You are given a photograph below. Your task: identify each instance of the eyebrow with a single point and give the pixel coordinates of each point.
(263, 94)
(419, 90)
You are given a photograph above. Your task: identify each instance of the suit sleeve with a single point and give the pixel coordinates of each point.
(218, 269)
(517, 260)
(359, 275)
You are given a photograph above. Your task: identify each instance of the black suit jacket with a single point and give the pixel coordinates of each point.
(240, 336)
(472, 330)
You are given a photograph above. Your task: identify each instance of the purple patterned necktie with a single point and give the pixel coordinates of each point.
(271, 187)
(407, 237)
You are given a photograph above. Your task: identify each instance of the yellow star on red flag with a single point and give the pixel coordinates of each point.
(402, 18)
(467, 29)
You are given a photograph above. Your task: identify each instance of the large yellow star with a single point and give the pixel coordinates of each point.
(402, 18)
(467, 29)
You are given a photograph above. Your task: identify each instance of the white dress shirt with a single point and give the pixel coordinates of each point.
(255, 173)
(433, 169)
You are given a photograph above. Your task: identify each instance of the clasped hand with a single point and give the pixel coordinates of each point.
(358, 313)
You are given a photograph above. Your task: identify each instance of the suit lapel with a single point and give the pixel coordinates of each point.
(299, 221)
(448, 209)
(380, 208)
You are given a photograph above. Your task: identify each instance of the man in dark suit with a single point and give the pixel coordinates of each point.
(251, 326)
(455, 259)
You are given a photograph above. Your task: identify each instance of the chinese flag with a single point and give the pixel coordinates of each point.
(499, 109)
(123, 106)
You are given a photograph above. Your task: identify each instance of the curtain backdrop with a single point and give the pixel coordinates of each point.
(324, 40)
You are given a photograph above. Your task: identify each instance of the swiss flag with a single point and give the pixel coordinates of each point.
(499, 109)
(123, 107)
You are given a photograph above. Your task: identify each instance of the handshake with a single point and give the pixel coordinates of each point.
======
Copy out every entry above, substituting "image coordinates" for "pixel coordinates" and leaving everything else untouched.

* **RIGHT ANSWER**:
You are given a photograph below. Your task: identify each instance of the eyebrow with a single point and give the image coordinates of each point.
(263, 94)
(419, 90)
You are given a photograph above. Your task: identify each instance of the suit sleeve with a single point and give the image coordinates of each point.
(218, 269)
(517, 260)
(359, 275)
You are given a photograph above. Your task: identify each instance of the black suit jacket with a single point and give the image coordinates of each point.
(240, 336)
(472, 330)
You are given a photograph above. Your task: identify each instance of the purple patterned necktie with a single point and give the image coordinates of each point.
(271, 187)
(407, 237)
You are given a photograph above. Your task: identify each instance of the yellow star on red flag with a single point and give the image coordinates of each point.
(402, 18)
(467, 29)
You are given a photograph above. Your task: identify each instance of the large yellow star with a single point and give the image coordinates of each point.
(402, 18)
(467, 29)
You are given a photograph above. Your task: identify each instance of the white dress shirt with a single point and give the image coordinates of each point.
(255, 173)
(433, 169)
You are given a photograph above. Your task: identify each instance of the clasped hand with a single point and give the image coordinates of each point.
(358, 313)
You are given a photograph above. Your task: identify each instance of the suit lapel with a single point and give the image coordinates of each point.
(299, 221)
(448, 209)
(380, 208)
You are given a photograph above. Your task: identify each instance of the man in dark suit with a single point and give the image coordinates of each point.
(251, 326)
(455, 259)
You are given a photograph above. Your task: identify each instance of the chinese flag with a single point and give the image coordinates of each point.
(499, 109)
(123, 106)
You are given a photograph above. Your task: identify each instance of the curtain backdrop with a single point and give the image coordinates of each point.
(324, 40)
You are given a photograph above. Your task: identify each instance of the swiss flag with a single point and give the image coordinates of each point.
(499, 109)
(123, 107)
You are given a photograph above. Your task: identify each instance of the handshake with a single point and give the image coordinates of each point.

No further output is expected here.